### [Your instructions]
In the comments below, what does David Freeman say most Democrats want to return to?

### [Extract]
*** Begin section ***

    Our only real hope is to throw the Republicans back out of power and hire Democrats that are more pragmatic and less radical left and then put them under enough pressure that they do what we need. It’s not a good plan, but it is beginning to look like the only plan we’ve got – the plane is crashing and while I don’t trust this untested parachute, staying in the current plane has only an unavoidable, fatal outcome.

    Thursday, June 2, 2011 at 2:02 pm | Permalink
  4. David Freeman wrote:

    If the Republican Party leadership were truly honest brokers, then I would agree with Jason’s desire for bipartisan governance being best. Certainly it worked fairly well with Democratic president Clinton and a Republican Congress with just enough reasonable Republicans to get compromises done.

    The part of Jason’s post that I don’t understand is hiring “Democrats that are more pragmatic and less radical left.” There are very few elected Democrats that are even remotely radical. The vast majority resemble moderate Republicans of the past. Republicans may call “ObamaCare” radical but it resembles the Republican proposals raised in opposition to Hillary Clinton’s healthcare proposal more than it resembles Hillary’s proposal. I just don’t see “radical” Democrats as being even a small part of the problem since they are being ignored by the President, Congressional leadership of both parties and by mainstream media.

    Democrats, on the whole, are fairly pragmatic. Most want to go back to the economic policies of the Clinton administration.
*** End section ***
### [Recorded information]
*** Begin section ***
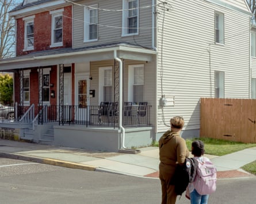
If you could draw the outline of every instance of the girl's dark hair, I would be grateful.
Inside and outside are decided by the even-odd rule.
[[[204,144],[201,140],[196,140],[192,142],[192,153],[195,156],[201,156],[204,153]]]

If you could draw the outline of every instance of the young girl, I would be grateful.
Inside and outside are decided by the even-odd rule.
*** End section ***
*** Begin section ***
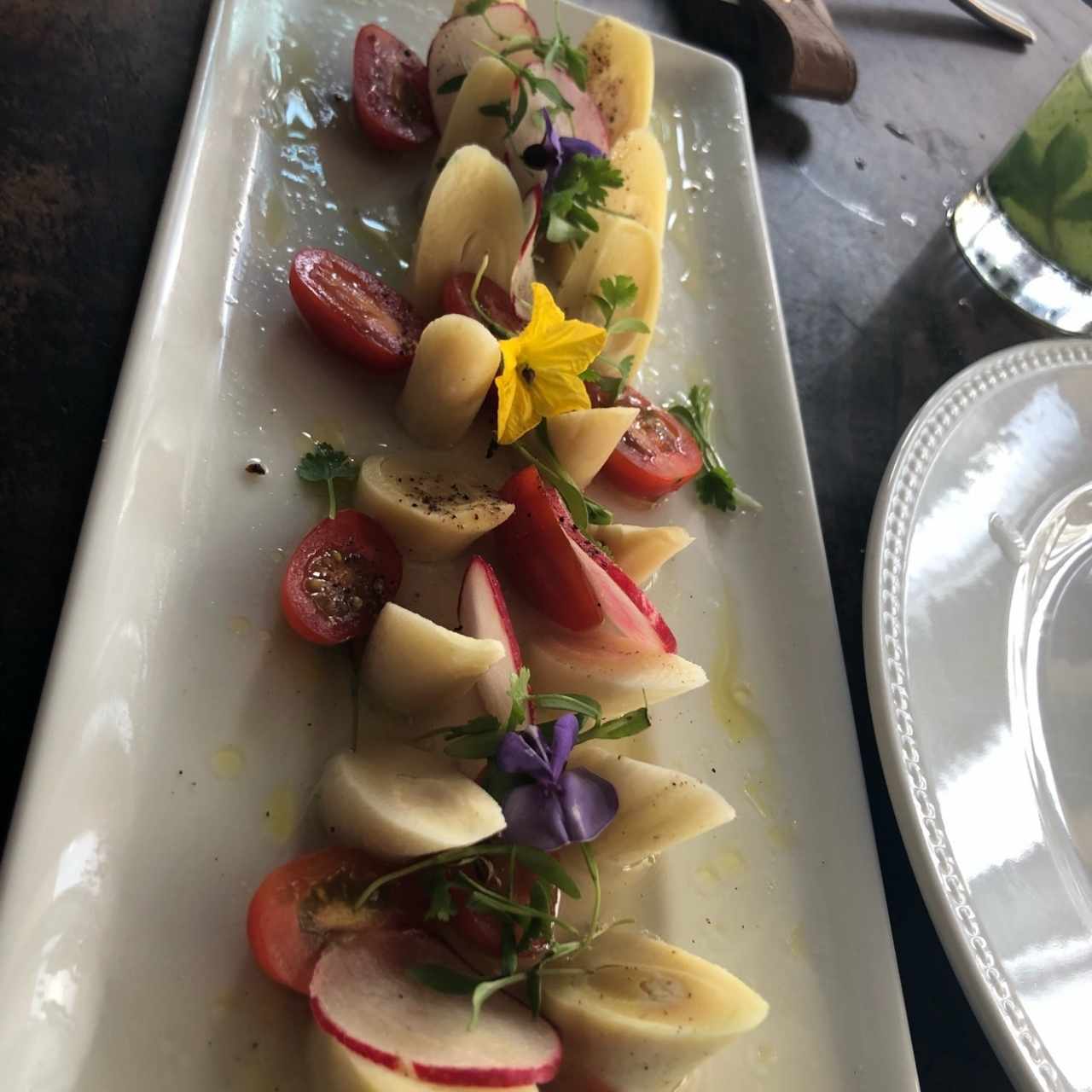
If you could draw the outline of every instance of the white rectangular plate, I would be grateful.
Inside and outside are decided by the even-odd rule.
*** End section ***
### [Written response]
The economic policies of the Clinton administration.